Without the pictures, can you quote each line below exactly?
=== Begin Enclosure ===
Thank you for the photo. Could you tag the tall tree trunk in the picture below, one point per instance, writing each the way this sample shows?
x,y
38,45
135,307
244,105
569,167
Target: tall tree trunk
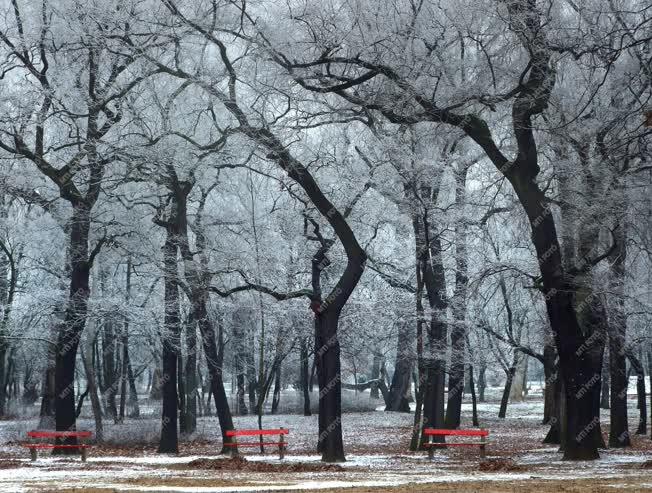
x,y
276,398
482,382
8,282
637,365
305,377
509,374
92,388
70,330
327,354
241,325
375,374
171,342
474,401
605,399
133,391
619,430
554,433
551,376
458,332
191,379
400,384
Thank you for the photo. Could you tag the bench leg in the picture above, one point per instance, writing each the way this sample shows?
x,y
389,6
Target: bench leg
x,y
281,448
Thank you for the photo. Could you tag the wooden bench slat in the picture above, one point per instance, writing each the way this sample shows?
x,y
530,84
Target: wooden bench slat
x,y
58,434
253,444
471,433
236,433
457,444
51,445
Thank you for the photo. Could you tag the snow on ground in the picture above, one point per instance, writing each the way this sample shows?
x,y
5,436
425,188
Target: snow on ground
x,y
376,444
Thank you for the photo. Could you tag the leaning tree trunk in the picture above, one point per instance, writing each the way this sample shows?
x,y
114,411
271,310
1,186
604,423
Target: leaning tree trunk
x,y
327,354
551,376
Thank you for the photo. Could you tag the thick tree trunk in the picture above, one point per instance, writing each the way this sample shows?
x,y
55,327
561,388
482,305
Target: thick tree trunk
x,y
474,400
637,365
276,397
605,399
482,382
619,430
240,328
214,359
171,342
375,374
110,379
398,390
509,379
458,332
133,392
554,433
92,390
70,330
191,380
305,377
551,376
327,354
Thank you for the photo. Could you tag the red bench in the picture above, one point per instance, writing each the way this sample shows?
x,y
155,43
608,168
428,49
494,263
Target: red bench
x,y
36,434
433,432
282,444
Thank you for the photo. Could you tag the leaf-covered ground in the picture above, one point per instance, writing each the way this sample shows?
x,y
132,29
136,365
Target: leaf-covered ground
x,y
377,457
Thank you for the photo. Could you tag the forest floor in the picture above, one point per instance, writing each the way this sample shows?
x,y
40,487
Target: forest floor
x,y
377,459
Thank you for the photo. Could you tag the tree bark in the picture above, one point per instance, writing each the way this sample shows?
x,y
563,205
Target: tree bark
x,y
71,328
511,371
619,429
169,441
276,397
305,377
397,399
458,331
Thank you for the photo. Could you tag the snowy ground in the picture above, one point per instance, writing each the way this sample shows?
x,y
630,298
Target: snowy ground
x,y
376,444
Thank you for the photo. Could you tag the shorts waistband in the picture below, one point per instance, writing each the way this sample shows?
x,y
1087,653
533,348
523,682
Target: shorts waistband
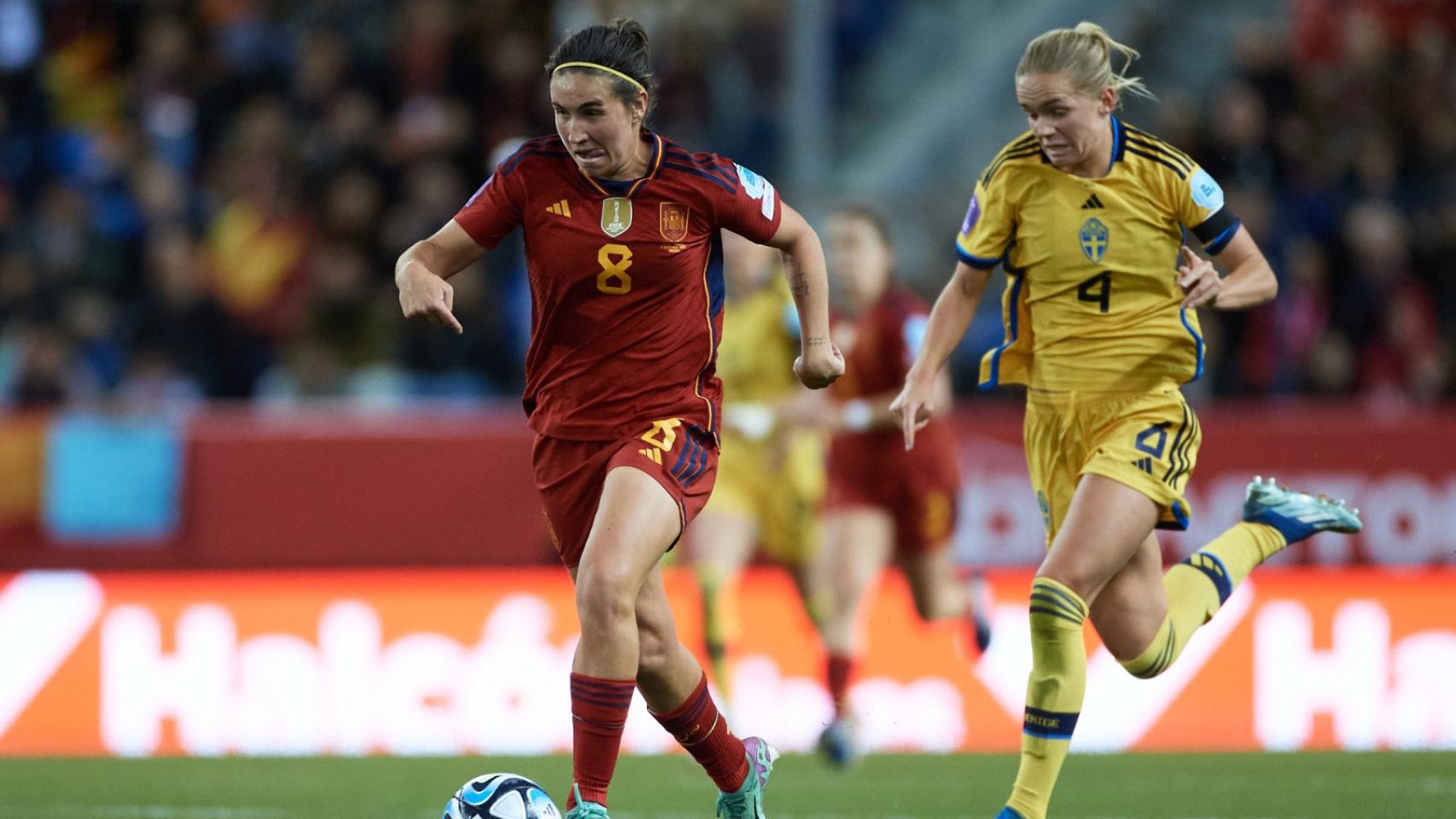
x,y
1074,399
=== End Enclosure ===
• [Finished task]
Thank you for the photo. Could you tag the tall tree trunk in the picture below, one point per instance, writing each the way this sample shows?
x,y
38,45
135,307
244,105
569,167
Target: tall tree trunk
x,y
276,398
482,382
8,282
637,365
305,377
509,374
92,388
70,330
327,354
241,325
375,374
171,342
474,401
605,399
133,391
619,430
554,433
551,376
458,332
191,379
400,384
Thank you for the photo. Could you tag the bench leg in the picture above, one point per instance, writing each the way this sample shows?
x,y
389,6
Target: bench leg
x,y
281,448
Thank you for the photo. Could you tag the wooden bench slat in the picture above, one point per instance, writing each the way this sample shows?
x,y
530,84
Target: wooden bench slat
x,y
58,434
253,444
471,433
236,433
457,444
51,445
Thank you for the photo. Could you tag the snow on ground in the picture above, one point per instance, writing each the way this sample shows?
x,y
5,436
425,188
Target: snow on ground
x,y
376,444
Thank you for the photo. Could you tag the leaning tree trunk in the picture above, one point per instance, writing each the way this sample shows?
x,y
114,411
271,310
1,186
604,423
Target: leaning tree trunk
x,y
327,354
551,376
Thank you for the photo. Could you tag the thick tree trunk in the picture above, one point per instance, writing each the way this sample shows?
x,y
55,327
561,388
482,305
Target: thick tree trunk
x,y
474,400
637,365
276,397
605,399
482,382
619,430
240,328
214,359
171,342
375,374
110,379
398,390
509,379
458,332
133,392
554,433
92,390
70,330
191,380
305,377
551,376
327,354
Thank you for the photo. Could you tag the red bench in the picture above, one point per instance, writing each the way this sample shows?
x,y
155,43
608,168
428,49
494,263
Target: red bench
x,y
36,434
433,432
282,444
Thank you for the photo. Could you tag the leaf-covered ground in the picture above, one point per instance, writing each the way this sample shows?
x,y
132,29
136,365
Target: leaf-covered ground
x,y
377,457
Thank you for the photo. Could you tag the forest floor in the picture above, one point per instance, writing each the way this sample shows?
x,y
40,487
Target: forest floor
x,y
377,459
Thank you for the photo. Could you tag the tree bark in the picture above, one point per instance, writing each the way this sample shows?
x,y
563,205
Target: tree bark
x,y
71,328
511,371
619,429
169,441
276,397
305,377
397,399
458,331
Thank you for the photo. Could you tag the snowy ground in the picture above, one point per instance, writing each the way this sample shows?
x,y
630,298
Target: snowy ground
x,y
376,444
Thank you for the photo. Could you tag the shorts waistband in the picture below, one point per instance, writing each the way this sample shows?
x,y
1087,653
533,348
523,682
Target: shorts waistband
x,y
1074,399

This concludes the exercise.